Return variables with no grad from a checkpointed function

I am developing an algorithm which is very memory hungry and I need to use torch.utils.checkpoint to fit it on my GPU. However, there are some training statistics which are easiest to compute alongside the stuff I am checkpointing (doing it separately would be very wasteful because they use many of the same intermediate results). However, the statistics have no gradient and as such cannot be returned from a function wrapped in checkpoint. How can I work around that? Example code looks like the following:

import torch
from torch.utils.checkpoint import checkpoint

def to_be_checkpointed(t):
   intermediate_result_1 = t.pow(2)
   stats_1 = intermediate_result_1.detach().mean()

   intermediate_result_2 = intermediate_result_1.sqrt()
   stats_2 = intermediate_result_2.detach().std()

   output = intermediate_result_2.sum()

   return output, stats_1, stats_2

t = torch.randn(30, 30, requires_grad=True)
out, stats_1, stats_2 = checkpoint(to_be_checkpointed, t)
out.backward()

and on out.backward() I get the following error: RuntimeError: element 1 of tensors does not require grad and does not have a grad_fn. Obviously, one way around this is to not detach the statistics and do it after the checkpoint call but

  1. It is not always possible (some statistics are straight up non-differentiable)
  2. It’s wasteful I think (will the gradient still be calculated just to be discarded?)
  3. It’s non-idiomatic and error prone (I’m writing this post after spending several hours hunting a bug I accidentally introduced this way)

Maybe manually implementing a specialized function would work well for you.
The implementation of checkpointing is a bit tricky, but grabbing CheckpointFunction and amending it to support your stats should not be too hard.

Best regards

Thomas

Cool, this looks promising.

Thank you,
Michał

**Challenge**: In the forum thread about returning statistics from a checkpointed function, what error message appears when out.backward() is called?

**Supplied material**:

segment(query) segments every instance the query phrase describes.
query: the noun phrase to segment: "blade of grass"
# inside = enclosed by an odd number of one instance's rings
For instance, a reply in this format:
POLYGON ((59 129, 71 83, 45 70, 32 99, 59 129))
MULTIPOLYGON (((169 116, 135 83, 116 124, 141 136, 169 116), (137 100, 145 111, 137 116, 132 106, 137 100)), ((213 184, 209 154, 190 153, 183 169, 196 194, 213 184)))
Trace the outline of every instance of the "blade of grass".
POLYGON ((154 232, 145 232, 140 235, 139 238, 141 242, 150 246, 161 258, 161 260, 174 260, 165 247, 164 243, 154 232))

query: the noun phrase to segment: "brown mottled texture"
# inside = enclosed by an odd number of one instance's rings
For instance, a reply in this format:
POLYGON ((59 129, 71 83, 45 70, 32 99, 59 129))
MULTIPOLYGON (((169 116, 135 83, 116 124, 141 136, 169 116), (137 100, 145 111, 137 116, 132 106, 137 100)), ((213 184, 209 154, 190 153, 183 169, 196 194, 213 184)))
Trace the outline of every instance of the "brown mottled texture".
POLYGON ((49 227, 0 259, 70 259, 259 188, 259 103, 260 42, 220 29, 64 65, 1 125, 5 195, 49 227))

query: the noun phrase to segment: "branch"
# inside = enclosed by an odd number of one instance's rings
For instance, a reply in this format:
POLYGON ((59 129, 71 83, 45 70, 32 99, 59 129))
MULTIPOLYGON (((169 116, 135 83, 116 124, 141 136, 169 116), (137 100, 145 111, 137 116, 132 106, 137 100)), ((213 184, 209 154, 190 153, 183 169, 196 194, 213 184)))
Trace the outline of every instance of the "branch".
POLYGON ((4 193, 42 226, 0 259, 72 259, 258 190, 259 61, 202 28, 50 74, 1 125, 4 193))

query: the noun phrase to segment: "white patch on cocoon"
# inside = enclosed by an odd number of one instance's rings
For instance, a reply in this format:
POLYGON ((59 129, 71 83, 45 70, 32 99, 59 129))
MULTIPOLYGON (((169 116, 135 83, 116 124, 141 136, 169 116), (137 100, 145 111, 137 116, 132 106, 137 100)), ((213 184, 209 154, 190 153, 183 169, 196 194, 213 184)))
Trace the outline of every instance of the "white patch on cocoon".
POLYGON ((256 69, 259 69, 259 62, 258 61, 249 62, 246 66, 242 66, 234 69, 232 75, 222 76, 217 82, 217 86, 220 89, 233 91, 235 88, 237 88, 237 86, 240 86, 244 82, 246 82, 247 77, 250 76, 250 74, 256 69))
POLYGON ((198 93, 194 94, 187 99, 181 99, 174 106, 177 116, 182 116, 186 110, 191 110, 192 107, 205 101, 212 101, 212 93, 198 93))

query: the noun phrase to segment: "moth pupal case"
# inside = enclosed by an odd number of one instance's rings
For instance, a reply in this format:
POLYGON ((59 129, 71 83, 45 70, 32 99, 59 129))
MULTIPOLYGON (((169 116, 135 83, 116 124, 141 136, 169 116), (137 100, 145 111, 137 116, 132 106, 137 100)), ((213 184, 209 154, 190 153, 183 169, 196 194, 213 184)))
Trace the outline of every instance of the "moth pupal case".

**Task answer**: RuntimeError: element 1 of tensors does not require grad and does not have a grad_fn